→ Region pointing data
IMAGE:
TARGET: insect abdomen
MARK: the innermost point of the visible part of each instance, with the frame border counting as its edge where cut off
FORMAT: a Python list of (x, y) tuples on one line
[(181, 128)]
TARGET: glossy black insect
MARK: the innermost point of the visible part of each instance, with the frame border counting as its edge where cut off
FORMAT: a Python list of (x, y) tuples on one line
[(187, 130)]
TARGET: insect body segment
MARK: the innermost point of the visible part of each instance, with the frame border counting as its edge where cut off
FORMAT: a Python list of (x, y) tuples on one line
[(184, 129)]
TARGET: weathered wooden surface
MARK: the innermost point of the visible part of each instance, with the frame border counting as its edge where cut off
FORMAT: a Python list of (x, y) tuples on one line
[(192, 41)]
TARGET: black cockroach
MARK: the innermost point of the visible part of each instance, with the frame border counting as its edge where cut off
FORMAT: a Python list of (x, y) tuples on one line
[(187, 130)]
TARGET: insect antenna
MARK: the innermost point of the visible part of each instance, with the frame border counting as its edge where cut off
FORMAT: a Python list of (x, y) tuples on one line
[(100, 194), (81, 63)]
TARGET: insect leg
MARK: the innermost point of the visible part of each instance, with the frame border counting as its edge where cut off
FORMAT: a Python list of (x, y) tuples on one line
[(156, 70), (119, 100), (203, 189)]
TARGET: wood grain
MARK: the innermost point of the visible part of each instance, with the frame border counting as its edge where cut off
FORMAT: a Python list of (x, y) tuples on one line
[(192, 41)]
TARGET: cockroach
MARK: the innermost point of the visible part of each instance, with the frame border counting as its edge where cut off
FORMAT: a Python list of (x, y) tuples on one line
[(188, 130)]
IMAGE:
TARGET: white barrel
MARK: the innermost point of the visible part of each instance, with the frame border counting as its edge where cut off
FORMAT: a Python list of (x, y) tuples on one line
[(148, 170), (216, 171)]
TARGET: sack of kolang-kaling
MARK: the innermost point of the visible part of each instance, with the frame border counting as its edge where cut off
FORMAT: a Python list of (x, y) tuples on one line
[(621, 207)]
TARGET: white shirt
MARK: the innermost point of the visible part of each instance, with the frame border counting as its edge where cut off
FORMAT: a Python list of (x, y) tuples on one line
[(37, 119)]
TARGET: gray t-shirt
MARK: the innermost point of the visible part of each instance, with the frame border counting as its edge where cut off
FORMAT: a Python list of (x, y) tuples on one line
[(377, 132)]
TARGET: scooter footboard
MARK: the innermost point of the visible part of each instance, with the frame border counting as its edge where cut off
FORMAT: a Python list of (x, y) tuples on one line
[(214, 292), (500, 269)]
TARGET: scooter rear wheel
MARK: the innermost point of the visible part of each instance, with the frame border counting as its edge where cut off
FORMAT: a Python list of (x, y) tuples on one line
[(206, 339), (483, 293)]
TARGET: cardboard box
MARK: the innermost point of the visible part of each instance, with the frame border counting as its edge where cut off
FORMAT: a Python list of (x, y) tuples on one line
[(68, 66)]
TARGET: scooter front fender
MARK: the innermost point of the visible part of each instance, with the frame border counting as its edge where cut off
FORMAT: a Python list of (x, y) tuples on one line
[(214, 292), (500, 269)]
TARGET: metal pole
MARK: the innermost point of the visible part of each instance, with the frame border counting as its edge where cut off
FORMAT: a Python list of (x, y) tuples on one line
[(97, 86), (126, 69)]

→ YOUR ASSIGNMENT
When you reach this point, go back and write out each record above exactly.

→ RESPONSE FOR THIS EXERCISE
IMAGE:
TARGET: insect abdomen
MARK: the innermost point of the visible part of each instance, with the frame border counting as its edge where cut off
FORMAT: a Python list of (x, y) tuples on one line
[(181, 128)]
TARGET: glossy black insect
MARK: the innermost point of the visible part of each instance, with the frame border counting as its edge where cut off
FORMAT: a Python list of (x, y) tuples on one line
[(187, 130)]
TARGET: insect body segment
MARK: the innermost point of the visible part of each instance, with the frame border counting as its edge where cut off
FORMAT: a Python list of (x, y) tuples on one line
[(184, 129)]
TARGET: weathered wooden surface
MARK: the innermost point of the visible part of each instance, with the frame border counting as its edge where cut off
FORMAT: a Python list of (x, y) tuples on one line
[(192, 41)]
TARGET: black cockroach
MARK: the innermost point of the visible part of each instance, with the frame border counting as its edge where cut off
FORMAT: a Python list of (x, y) tuples on one line
[(187, 130)]
TARGET: insect antenna
MARK: the innermost point of the visible part of each instance, with the frame border counting as its edge where cut off
FORMAT: a Python list of (x, y) tuples on one line
[(100, 194), (81, 63)]
TARGET: insect leg
MARK: the innermost point of the visible part of each instance, with the frame border counting as its edge where cut off
FORMAT: a Python list of (x, y) tuples on one line
[(156, 70), (119, 100), (203, 189)]
TARGET: wood grain
MARK: the innermost point of the visible part of each instance, with the frame border counting as its edge where cut off
FORMAT: a Python list of (x, y) tuples on one line
[(192, 41)]
TARGET: cockroach
MARK: the innermost point of the visible part of each instance, with the frame border counting as its edge where cut off
FORMAT: a Python list of (x, y) tuples on one line
[(188, 130)]
IMAGE:
TARGET: white barrel
MARK: the innermost point of the visible part of each instance, with the frame border counting as its edge where cut off
FORMAT: a Python list of (x, y) tuples on one line
[(148, 170), (216, 171)]
TARGET: sack of kolang-kaling
MARK: the innermost point of the visible part of each instance, with the frame border counting as its edge where cut off
FORMAT: a Python list of (x, y) tuples on one line
[(621, 207)]
TARGET: white shirt
MARK: the innermost point of the visible part of each instance, with the frame border counting as its edge where cut off
FORMAT: a Python list of (x, y) tuples on one line
[(37, 119)]
TARGET: gray t-shirt
MARK: the innermost point of the visible part of each instance, with the frame border counting as its edge where cut off
FORMAT: a Python list of (x, y) tuples on one line
[(377, 132)]
TARGET: scooter footboard
MARK: the innermost point of the visible part of each instance, with the frame border counting as its edge where cut off
FORMAT: a Python list of (x, y) tuples on one line
[(214, 292), (500, 269)]
TARGET: scooter rear wheel
MARK: the innermost point of the visible part of each instance, with the frame border counting as its edge where cut off
FORMAT: a Python list of (x, y) tuples on one line
[(206, 339), (483, 293)]
TARGET: cardboard box
MARK: the innermost point of the visible part of each instance, with the frame border counting as its edge where cut off
FORMAT: a Python list of (x, y) tuples on one line
[(68, 66)]
TARGET: scooter front fender
MARK: the innermost point of the visible part of each instance, with the frame border counting as its edge where cut off
FORMAT: a Python list of (x, y) tuples on one line
[(214, 292), (500, 269)]
TARGET: metal pole
MARK: the innermost point of the visible part of each instance, with the frame border counting as its edge where cut off
FORMAT: a Python list of (x, y) tuples on one line
[(97, 86), (126, 69)]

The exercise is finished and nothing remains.